___ Provided data ___
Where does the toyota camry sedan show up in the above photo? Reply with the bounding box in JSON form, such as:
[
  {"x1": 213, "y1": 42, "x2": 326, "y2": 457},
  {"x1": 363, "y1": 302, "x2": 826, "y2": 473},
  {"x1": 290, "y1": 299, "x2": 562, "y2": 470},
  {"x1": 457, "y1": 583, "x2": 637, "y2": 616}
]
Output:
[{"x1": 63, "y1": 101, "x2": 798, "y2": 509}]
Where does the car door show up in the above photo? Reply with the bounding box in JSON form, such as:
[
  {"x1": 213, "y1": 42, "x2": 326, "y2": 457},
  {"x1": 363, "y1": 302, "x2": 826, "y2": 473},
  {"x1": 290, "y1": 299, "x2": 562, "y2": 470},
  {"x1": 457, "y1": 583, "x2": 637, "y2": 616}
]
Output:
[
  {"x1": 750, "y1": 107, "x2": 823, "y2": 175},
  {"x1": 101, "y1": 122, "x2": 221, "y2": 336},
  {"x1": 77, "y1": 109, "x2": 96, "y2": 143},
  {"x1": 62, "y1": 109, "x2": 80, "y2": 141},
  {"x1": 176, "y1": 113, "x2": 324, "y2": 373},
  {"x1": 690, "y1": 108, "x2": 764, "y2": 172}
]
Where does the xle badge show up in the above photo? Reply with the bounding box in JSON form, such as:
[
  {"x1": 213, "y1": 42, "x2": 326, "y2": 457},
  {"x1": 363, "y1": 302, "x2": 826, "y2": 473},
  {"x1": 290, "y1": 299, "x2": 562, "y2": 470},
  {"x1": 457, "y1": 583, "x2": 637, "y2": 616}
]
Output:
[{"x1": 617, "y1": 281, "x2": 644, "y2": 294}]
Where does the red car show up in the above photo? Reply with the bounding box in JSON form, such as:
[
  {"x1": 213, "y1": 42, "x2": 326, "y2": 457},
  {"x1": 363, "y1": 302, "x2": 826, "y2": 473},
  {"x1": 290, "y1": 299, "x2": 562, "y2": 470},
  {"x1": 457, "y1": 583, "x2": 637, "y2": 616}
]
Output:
___
▸ **Required work**: Count each line of the data where the word "does" appears, then reply with the total only.

▸ **Output for this task**: 4